### INPUT RECORDS

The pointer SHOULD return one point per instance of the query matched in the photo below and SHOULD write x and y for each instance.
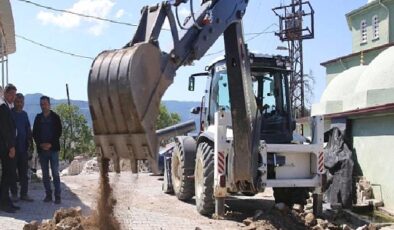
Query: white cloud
(183, 12)
(98, 8)
(119, 13)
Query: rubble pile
(282, 217)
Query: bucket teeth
(124, 89)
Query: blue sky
(35, 69)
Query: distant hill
(32, 107)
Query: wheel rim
(175, 172)
(198, 176)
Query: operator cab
(270, 85)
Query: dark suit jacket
(7, 130)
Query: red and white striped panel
(221, 162)
(321, 162)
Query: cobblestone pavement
(140, 204)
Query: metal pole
(70, 119)
(6, 67)
(2, 70)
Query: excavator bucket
(124, 89)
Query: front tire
(182, 184)
(203, 176)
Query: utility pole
(296, 23)
(71, 121)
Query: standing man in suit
(23, 141)
(7, 148)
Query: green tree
(77, 137)
(166, 118)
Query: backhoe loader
(234, 153)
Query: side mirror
(195, 110)
(191, 83)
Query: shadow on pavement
(39, 210)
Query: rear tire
(182, 184)
(203, 176)
(167, 184)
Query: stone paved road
(140, 204)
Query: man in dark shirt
(23, 140)
(7, 148)
(47, 130)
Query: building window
(375, 24)
(363, 29)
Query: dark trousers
(8, 177)
(22, 168)
(51, 157)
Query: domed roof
(379, 74)
(343, 84)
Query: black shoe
(26, 198)
(47, 198)
(58, 200)
(14, 198)
(15, 207)
(8, 209)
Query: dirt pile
(104, 215)
(64, 219)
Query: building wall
(367, 15)
(335, 68)
(373, 141)
(390, 5)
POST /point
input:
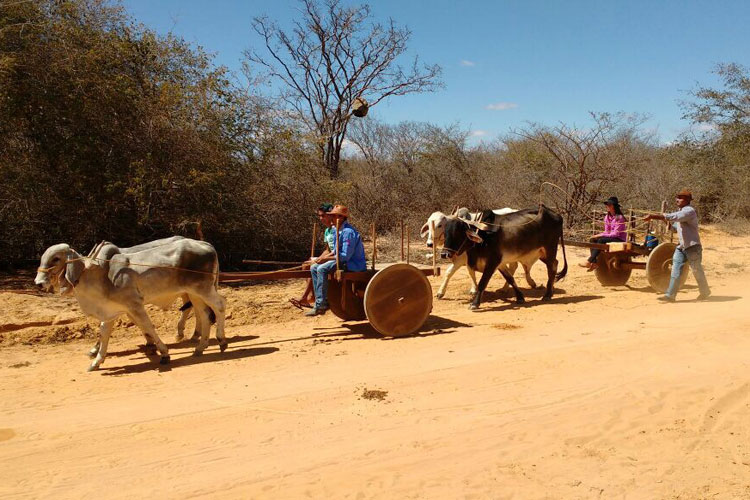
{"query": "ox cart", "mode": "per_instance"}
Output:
(617, 260)
(396, 299)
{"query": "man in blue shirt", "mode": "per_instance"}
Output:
(351, 253)
(685, 221)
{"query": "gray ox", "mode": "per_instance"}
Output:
(438, 219)
(106, 249)
(124, 283)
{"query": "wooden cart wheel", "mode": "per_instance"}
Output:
(609, 272)
(351, 309)
(398, 300)
(659, 267)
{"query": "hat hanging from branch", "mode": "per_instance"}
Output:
(360, 107)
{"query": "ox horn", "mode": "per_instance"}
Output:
(479, 225)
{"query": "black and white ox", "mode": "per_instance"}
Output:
(523, 236)
(438, 220)
(106, 288)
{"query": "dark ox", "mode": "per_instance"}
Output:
(522, 236)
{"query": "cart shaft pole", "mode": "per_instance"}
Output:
(434, 247)
(402, 240)
(315, 238)
(374, 246)
(338, 225)
(408, 244)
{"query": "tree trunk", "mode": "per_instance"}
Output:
(332, 155)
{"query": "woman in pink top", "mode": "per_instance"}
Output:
(614, 230)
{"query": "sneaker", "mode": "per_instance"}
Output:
(316, 311)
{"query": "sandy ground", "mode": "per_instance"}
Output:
(602, 393)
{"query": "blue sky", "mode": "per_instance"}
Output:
(506, 63)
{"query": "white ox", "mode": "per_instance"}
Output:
(437, 220)
(125, 282)
(106, 249)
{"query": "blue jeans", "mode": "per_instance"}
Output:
(694, 257)
(320, 274)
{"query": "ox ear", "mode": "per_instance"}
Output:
(73, 271)
(473, 236)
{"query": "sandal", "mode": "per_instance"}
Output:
(299, 304)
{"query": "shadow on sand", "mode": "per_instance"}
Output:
(713, 298)
(152, 363)
(186, 343)
(555, 300)
(435, 325)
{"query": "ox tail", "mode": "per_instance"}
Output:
(562, 273)
(211, 314)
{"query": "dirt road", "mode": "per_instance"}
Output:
(602, 393)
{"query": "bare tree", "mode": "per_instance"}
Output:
(334, 55)
(587, 161)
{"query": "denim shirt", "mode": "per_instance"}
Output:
(330, 237)
(352, 251)
(685, 222)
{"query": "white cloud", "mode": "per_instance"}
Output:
(502, 106)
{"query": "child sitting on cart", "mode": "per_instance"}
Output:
(614, 230)
(351, 257)
(308, 298)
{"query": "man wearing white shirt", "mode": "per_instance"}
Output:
(685, 221)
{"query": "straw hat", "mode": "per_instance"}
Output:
(339, 210)
(360, 107)
(685, 193)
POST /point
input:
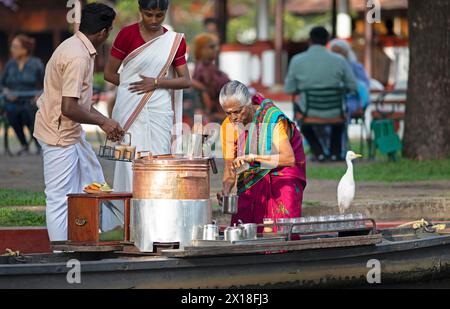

######

• PROBLEM:
Your job is to return all lines above that hold the word "cart".

• WRITTEN RESPONSE:
{"query": "ox cart", "mode": "per_instance"}
{"query": "wooden cart wheel", "mode": "per_instance"}
{"query": "cart shaft pole", "mode": "per_instance"}
{"query": "child sitting on cart", "mode": "per_instance"}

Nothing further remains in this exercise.